_TASK TO CARRY OUT_.
Copy out, word for word, everything below from the line containing "1164, row 512." down to the line containing "column 171, row 170", including both of those lines. Leave out all other rows.

_TASK INPUT_.

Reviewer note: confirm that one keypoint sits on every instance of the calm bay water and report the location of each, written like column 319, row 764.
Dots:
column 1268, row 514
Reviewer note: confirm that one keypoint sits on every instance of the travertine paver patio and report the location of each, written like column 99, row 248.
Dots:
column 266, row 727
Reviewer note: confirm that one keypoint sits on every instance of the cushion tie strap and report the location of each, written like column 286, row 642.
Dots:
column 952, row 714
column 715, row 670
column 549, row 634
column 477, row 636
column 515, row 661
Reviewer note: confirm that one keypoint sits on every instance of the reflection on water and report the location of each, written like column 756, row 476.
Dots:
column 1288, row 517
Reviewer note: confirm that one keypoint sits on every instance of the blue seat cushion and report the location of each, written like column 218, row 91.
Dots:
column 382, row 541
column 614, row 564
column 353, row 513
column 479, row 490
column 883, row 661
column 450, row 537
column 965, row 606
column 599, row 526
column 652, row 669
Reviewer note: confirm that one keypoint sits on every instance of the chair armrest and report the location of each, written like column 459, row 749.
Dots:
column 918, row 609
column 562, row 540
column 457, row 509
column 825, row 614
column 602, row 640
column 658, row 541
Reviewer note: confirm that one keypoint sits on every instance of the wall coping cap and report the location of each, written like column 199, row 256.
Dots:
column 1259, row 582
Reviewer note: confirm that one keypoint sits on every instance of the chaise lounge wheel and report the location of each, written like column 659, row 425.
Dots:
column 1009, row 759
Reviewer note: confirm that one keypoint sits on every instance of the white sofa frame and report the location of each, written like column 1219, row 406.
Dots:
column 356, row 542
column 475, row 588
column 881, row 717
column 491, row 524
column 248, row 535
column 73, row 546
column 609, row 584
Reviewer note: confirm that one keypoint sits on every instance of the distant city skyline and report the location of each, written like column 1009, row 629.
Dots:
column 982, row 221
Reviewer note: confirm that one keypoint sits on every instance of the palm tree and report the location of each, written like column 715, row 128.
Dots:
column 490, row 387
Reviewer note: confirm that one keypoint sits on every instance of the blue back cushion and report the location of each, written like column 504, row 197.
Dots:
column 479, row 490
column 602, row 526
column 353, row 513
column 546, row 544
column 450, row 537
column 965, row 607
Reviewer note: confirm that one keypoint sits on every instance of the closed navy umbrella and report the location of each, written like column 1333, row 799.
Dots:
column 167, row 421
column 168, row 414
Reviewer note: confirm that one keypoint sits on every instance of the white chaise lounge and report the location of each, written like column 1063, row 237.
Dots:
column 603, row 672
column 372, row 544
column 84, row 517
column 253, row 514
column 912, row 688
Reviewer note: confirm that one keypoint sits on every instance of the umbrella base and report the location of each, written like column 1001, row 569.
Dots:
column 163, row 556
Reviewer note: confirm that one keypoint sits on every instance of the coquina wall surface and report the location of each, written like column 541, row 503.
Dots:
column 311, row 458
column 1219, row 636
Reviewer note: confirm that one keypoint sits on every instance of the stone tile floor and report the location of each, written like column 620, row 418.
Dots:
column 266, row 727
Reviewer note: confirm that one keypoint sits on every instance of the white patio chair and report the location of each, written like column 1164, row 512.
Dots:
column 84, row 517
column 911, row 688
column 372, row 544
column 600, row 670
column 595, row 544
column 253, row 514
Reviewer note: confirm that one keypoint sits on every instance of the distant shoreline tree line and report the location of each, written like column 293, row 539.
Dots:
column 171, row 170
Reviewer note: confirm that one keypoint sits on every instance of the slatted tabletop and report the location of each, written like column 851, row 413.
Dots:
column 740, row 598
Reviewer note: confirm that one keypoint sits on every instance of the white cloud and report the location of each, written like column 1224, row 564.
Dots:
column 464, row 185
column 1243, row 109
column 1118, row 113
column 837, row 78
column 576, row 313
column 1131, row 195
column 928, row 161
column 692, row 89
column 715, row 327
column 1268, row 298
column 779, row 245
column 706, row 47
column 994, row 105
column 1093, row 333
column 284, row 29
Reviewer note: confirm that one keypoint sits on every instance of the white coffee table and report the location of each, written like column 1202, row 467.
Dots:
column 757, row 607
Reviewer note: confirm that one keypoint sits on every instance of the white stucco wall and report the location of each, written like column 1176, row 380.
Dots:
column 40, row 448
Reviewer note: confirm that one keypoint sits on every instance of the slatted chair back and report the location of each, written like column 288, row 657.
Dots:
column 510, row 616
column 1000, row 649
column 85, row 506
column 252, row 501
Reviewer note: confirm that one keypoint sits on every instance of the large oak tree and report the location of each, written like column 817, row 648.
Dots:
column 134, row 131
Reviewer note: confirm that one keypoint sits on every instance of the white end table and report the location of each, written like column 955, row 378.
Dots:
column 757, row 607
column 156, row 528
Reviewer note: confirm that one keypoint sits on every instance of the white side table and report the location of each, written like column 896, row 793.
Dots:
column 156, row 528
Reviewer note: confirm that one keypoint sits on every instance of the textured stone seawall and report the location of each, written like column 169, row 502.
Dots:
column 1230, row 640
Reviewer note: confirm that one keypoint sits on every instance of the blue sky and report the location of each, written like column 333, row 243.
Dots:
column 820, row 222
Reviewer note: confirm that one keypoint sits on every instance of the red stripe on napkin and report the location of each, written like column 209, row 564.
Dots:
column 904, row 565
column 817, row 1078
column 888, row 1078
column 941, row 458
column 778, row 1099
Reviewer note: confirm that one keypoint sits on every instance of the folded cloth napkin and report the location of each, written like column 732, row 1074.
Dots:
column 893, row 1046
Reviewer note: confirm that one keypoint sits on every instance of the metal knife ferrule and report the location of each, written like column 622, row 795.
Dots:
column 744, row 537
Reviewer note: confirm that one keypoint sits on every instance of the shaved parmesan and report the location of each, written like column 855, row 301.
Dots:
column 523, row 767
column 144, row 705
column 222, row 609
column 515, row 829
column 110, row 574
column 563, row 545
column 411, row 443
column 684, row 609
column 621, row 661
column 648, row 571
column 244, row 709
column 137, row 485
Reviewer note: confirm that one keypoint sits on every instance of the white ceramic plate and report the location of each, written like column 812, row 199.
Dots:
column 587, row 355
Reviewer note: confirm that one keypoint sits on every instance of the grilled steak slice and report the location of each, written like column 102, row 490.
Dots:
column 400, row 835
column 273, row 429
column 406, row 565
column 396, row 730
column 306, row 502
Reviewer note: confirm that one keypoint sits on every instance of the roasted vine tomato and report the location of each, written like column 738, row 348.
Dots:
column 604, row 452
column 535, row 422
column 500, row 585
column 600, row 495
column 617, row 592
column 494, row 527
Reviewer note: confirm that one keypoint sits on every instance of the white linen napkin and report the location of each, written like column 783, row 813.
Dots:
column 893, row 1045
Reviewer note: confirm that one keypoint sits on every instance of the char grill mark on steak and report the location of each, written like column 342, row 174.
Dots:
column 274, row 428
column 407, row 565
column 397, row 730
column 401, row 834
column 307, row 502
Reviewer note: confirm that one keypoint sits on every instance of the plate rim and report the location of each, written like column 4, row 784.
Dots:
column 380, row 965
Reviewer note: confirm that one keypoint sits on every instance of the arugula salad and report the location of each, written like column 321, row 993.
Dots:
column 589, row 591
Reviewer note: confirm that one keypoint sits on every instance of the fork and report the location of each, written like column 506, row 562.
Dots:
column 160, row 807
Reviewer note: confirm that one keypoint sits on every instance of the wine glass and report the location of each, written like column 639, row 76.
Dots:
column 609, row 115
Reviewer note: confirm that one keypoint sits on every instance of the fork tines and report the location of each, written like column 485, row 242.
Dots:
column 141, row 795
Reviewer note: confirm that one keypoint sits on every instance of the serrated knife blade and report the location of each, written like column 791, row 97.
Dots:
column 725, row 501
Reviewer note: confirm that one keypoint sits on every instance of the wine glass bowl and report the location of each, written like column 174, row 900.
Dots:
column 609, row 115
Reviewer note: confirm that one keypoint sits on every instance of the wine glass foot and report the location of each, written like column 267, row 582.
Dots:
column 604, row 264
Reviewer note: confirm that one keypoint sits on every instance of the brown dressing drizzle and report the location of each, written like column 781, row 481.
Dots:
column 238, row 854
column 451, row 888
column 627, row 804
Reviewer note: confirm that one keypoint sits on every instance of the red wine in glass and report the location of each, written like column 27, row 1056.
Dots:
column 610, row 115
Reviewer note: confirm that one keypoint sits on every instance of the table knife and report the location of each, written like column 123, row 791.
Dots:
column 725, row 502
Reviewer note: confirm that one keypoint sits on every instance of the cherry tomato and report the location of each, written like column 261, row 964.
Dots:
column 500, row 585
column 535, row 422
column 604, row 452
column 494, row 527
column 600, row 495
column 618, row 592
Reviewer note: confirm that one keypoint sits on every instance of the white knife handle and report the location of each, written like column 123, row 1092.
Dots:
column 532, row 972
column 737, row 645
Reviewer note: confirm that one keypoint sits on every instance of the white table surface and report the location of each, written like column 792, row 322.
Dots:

_WRITTEN SOLUTION_.
Reviewer note: confirm that one keypoint sits on every instance of the white patio chair and report the location of each, written like column 1164, row 512.
Dots:
column 84, row 517
column 911, row 688
column 372, row 544
column 600, row 670
column 595, row 544
column 253, row 514
Reviewer note: confirm that one keypoint sits on every instance of the distant shoreline tree line and report the location of each, written like column 293, row 539.
Dots:
column 171, row 170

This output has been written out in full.